REQUIRED TASK: Which rows contain the string "this"? Copy out each of those rows in full, matching uppercase and lowercase exactly.

PROVIDED RECORDS:
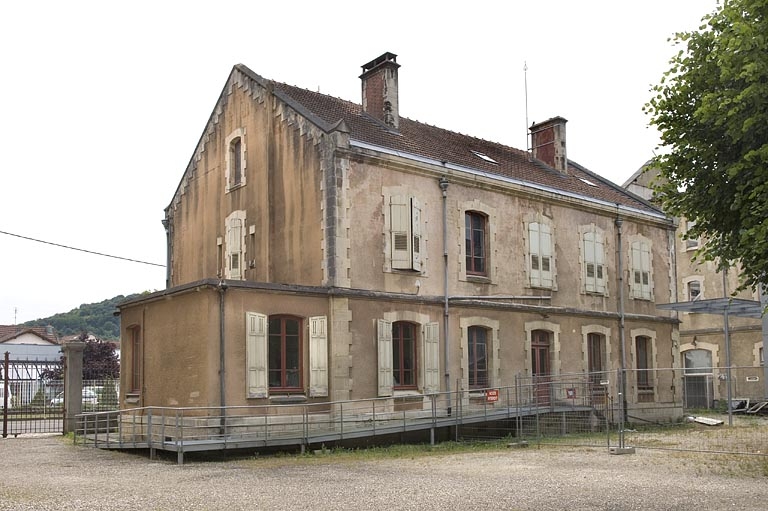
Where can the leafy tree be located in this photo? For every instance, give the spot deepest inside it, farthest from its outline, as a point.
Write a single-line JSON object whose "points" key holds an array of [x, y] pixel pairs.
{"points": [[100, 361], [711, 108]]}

---

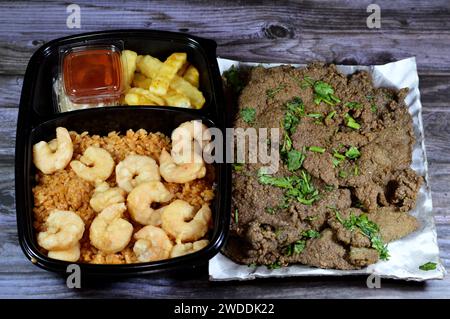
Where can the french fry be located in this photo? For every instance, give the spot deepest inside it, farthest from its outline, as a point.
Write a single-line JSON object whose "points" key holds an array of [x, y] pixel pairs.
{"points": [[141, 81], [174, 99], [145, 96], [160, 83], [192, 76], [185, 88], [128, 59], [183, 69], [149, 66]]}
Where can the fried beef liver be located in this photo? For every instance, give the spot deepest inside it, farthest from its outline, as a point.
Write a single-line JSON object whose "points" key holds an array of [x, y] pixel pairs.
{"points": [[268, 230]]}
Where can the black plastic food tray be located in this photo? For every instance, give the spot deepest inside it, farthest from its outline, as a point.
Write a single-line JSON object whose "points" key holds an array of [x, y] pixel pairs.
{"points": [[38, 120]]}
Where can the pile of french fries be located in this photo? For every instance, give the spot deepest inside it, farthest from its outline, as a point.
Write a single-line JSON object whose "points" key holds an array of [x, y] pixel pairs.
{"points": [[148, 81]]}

EXPECTED ANSWER:
Where can the leafy tree be located in this photo? For every instance, give the spot deepest inside it, farthest from its outline, as a point.
Where can the french fry be located in this photo? For every instance, give the spot deepest inside it, farthest from its outline, as a point.
Where can the fried beef liver be located in this photo? For every instance, give the spot deepest inside it, farthest from its outline, as a point.
Where can the black plastic food tray be located in this photo? For every instance, give the spot deepest inside it, farthest from its outline, as a point.
Where can the pile of french fries be located in this photo? For every instance, give the spot deepest inside it, farthest from its outline, as a point.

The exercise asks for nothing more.